What is required =>
Write out word for word the part of the logstash post below that opens with the words containing "By comparing below" and closes with "for advise :)".

Excerpt =>

========================================================================

By comparing below logstash scale out strategies, tcp load balancer has best performance if traffics/cpu load are balanced. However, it seems hard to balance traffic all the time due to nature of logstash-forwarder <-> logstash tcp connections. Anyone got better idea to make traffic/cpu load more balanced across logstash nodes? Thanks for advise :)

< My scenario >

  • 10+ service node equipped with logstash-forwarder to forward logs to central logstash node(cluster)
  • each service node's log average throughput, throughput daily distribution, log type's filter complexity varies a lot
    • log average throughput: e.g. service_1: 0.5k event/s; service_2: 5k event/s
    • throughput daily distribution: e.g. service_1 peak at morning, service_2's peak at night
    • log type's filter complexity: by consuming 100% single logstash node's CPU, service_1's log type can be processed at 300 event/s, while service_2's log type is 1500 event/s

< TCP load balancer >

Since tcp connection are persistence between logstash-forwarder and logstash, which means, whether eventually the tcp connection amount are balanced or distributed by least connection, least load, across all logstash nodes. It doesn't guarantee traffics/cpu load are balanced across all logstash nodes. According to my scenario, each tcp connection's traffic varies on daily average, over time, and it's event complexity. So in worse case, let's say, logstash_1 and logstash_2 both has 10 tcp connection, but logstash_1's cpu load might 3x more than logstash_2 since logstash_1's connection contains higher traffic, complexer event.

========================================================================

Given data =>
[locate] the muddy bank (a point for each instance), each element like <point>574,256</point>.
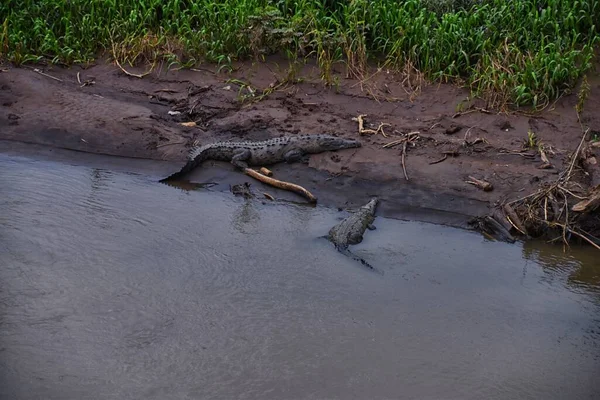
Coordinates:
<point>101,110</point>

========================================================================

Answer to the exercise =>
By comparing below logstash scale out strategies, tcp load balancer has best performance if traffics/cpu load are balanced. However, it seems hard to balance traffic all the time due to nature of logstash-forwarder <-> logstash tcp connections. Anyone got better idea to make traffic/cpu load more balanced across logstash nodes? Thanks for advise :)